Ibu sudah tidak berdandan menor dan berbaju ketat lagi. Tapi berhijab dan berpakaian tertutup khas ibu-ibu Muslimat kampung. Ia sendiri bahkan yang meminta saya bantu-bantu di warung. Jadi kalau malam saya bantu jualan, biasanya sampai jam 12 malam. Lalu pagi sampai sore saya sekolah.
Pelanggan ibu tak berubah, kebanyakan dari sopir-sopir truk yang rehat dari perjalanan. Beberapa kali ada sopir yang bertanya, “Nggak ada pangkon, Bu?”. Ibu saya memohon maaf, menjelaskan kalau warungnya adalah warung kopi biasa. Si sopir hanya mengangguk, duduk, lalu memesan segelas kopi sembari mencomot beberapa potong gorengan.
Syukurnya, perubahan itu tidak banyak berpengaruh pada pemasukan ibu waktu itu. Warung ibu tetap jadi jujukan karena menawarkan harga murah.
Pertanyaan yang tak pernah sampai pada ibu tentang warung kopi pangku
Selepas lulus SMK, saya langsung bekerja berpindah-pindah. Sementara ibu masih membuka warungnya di pinggiran jalan pantura.
Ada satu pertanyaan yang mengganjal di benak saya seiring beranjak dewasa: “Apa yang ibu lakukan dulu ketika menjadi penjual kopi pangku di pinggiran jalan pantura?”
Tapi pertanyaan itu tak pernah bisa saya utarakan padanya. Meski saya tahu belaka, dari hasil menggali informasi sana-sini, bahwa aktivitas di kopi pangku lebih dari sekadar menyeduh kopi.

### [Tantangan]
Kembalikan seluruh bagian teks tentang warung kopi ibu, mulai dari "Pertanyaan yang tak" turun hingga "sekadar menyeduh kopi.", tanpa mengubah satu kata pun. Materi di bawah ini tidak berhubungan dengan teks tentang warung kopi ibu.

### [Baris data]
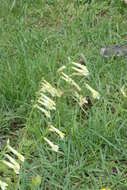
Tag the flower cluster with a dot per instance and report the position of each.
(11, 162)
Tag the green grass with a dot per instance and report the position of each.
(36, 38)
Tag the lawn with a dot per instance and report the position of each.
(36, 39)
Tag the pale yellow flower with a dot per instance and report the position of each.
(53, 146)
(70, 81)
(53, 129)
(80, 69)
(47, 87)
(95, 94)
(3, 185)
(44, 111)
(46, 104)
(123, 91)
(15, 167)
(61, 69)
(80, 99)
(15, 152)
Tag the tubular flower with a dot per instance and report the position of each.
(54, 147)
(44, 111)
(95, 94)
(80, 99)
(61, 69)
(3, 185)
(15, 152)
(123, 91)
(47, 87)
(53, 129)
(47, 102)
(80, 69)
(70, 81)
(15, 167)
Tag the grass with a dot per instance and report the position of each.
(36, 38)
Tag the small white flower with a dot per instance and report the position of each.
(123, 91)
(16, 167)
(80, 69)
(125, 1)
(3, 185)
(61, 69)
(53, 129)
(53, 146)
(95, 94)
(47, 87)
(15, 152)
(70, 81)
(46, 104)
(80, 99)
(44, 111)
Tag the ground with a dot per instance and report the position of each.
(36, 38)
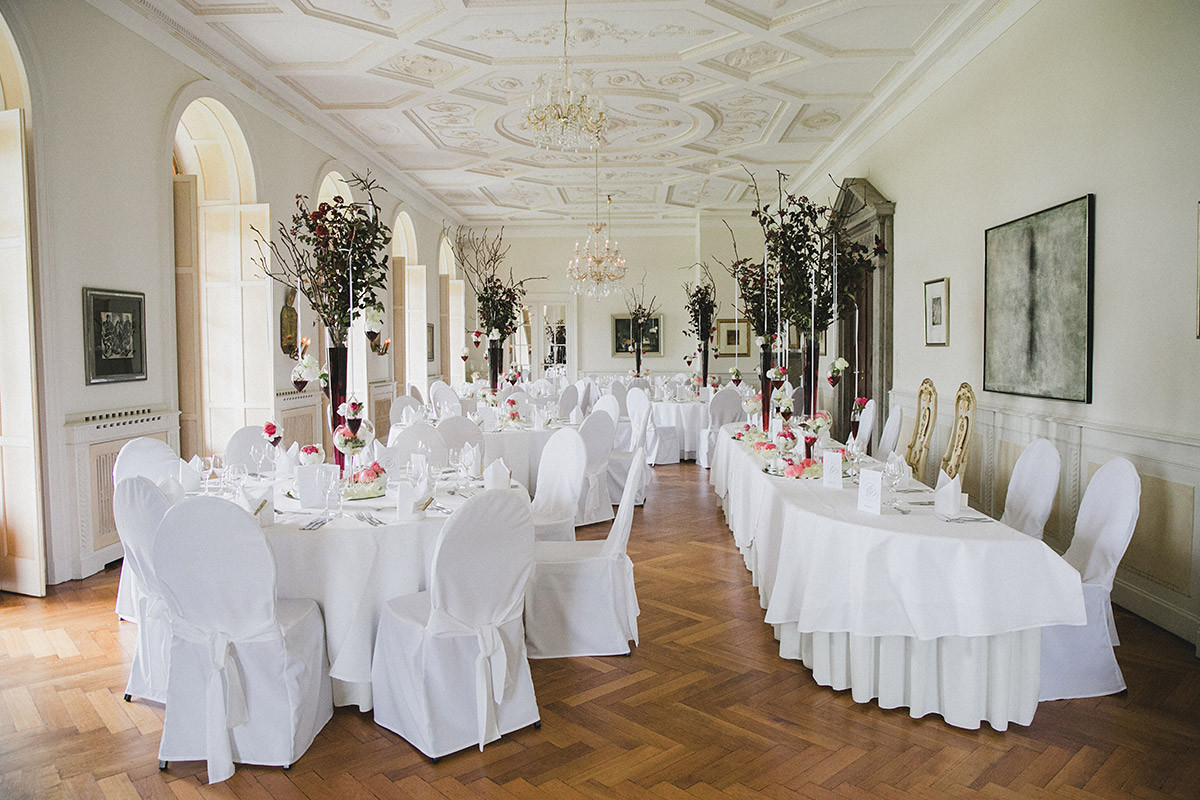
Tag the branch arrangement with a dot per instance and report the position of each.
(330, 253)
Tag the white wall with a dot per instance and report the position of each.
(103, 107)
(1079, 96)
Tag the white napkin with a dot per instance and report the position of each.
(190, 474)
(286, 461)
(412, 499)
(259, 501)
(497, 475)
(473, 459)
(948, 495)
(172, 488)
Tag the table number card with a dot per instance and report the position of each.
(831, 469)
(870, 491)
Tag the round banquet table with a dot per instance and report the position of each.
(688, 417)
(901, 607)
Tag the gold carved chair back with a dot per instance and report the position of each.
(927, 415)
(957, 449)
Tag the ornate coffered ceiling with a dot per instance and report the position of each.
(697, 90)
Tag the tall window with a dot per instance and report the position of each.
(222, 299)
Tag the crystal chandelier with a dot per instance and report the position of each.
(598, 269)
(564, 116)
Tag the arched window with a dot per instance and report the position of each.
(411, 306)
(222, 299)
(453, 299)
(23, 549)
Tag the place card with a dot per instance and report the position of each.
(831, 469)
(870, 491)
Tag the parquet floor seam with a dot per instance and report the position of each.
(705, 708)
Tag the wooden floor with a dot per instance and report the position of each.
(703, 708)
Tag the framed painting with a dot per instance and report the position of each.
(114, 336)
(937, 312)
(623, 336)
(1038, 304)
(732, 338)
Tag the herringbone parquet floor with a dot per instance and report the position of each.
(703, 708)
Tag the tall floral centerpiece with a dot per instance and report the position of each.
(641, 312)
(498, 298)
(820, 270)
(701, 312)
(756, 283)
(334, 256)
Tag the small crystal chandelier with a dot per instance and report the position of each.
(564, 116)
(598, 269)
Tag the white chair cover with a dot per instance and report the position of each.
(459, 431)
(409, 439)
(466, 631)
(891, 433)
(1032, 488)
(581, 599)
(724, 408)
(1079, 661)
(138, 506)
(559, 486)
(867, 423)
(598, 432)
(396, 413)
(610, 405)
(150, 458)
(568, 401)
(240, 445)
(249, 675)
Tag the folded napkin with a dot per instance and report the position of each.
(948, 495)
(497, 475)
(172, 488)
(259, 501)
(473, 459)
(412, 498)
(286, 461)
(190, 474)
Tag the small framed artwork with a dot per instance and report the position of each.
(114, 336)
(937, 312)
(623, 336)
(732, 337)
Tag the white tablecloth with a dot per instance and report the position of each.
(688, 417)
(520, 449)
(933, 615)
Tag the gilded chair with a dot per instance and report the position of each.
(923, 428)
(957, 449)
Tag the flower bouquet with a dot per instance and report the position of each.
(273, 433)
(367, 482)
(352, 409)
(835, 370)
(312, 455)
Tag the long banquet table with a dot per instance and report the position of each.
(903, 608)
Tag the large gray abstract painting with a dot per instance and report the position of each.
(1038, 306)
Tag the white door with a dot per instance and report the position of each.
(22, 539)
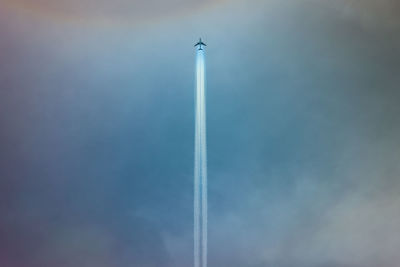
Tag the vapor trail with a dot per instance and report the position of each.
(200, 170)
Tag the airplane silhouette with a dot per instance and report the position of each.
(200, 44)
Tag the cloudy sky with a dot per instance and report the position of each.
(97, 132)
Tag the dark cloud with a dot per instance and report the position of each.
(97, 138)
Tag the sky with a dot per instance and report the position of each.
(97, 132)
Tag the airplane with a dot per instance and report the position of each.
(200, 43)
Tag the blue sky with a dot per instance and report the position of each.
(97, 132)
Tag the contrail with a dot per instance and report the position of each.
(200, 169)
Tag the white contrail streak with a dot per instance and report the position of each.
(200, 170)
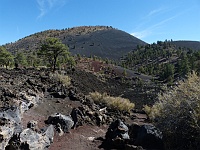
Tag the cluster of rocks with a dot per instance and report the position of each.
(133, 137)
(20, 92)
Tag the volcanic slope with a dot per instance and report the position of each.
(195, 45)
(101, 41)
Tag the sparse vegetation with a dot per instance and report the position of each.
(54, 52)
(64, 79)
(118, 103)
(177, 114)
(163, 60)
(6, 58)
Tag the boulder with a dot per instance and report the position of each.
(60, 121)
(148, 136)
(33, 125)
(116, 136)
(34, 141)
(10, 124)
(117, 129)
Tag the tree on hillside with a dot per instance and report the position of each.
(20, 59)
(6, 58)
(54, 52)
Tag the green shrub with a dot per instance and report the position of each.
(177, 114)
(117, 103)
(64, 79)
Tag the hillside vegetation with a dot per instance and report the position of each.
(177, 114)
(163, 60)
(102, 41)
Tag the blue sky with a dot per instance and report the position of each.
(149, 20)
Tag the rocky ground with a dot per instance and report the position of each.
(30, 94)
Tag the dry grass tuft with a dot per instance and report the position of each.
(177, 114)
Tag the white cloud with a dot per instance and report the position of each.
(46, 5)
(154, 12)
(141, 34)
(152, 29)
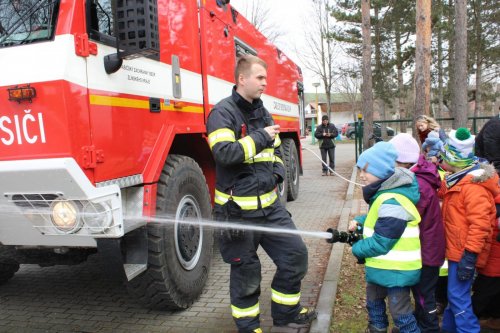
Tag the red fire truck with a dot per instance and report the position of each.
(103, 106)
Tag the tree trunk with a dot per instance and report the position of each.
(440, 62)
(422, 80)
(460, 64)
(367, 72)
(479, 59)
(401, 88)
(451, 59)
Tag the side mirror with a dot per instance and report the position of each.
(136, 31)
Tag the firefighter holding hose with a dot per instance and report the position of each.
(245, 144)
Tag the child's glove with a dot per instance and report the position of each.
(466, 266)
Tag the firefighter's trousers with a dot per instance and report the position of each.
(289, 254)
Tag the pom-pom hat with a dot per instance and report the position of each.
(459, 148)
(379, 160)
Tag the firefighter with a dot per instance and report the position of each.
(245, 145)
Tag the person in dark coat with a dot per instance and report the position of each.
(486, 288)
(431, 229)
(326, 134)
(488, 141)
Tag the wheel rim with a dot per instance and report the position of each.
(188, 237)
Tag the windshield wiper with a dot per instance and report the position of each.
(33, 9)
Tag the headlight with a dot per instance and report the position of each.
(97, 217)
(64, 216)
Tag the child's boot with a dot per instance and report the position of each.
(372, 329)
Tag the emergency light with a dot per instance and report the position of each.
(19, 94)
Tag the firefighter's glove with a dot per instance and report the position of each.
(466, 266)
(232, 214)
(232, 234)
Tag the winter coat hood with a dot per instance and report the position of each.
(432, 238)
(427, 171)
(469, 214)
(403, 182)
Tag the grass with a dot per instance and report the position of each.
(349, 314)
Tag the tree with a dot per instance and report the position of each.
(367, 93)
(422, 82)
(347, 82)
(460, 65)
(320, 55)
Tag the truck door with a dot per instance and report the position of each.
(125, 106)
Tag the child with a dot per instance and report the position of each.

### [Keluaran yang Diharapkan]
Pertanyaan yang tak pernah sampai pada ibu tentang warung kopi pangku
Selepas lulus SMK, saya langsung bekerja berpindah-pindah. Sementara ibu masih membuka warungnya di pinggiran jalan pantura.
Ada satu pertanyaan yang mengganjal di benak saya seiring beranjak dewasa: “Apa yang ibu lakukan dulu ketika menjadi penjual kopi pangku di pinggiran jalan pantura?”
Tapi pertanyaan itu tak pernah bisa saya utarakan padanya. Meski saya tahu belaka, dari hasil menggali informasi sana-sini, bahwa aktivitas di kopi pangku lebih dari sekadar menyeduh kopi.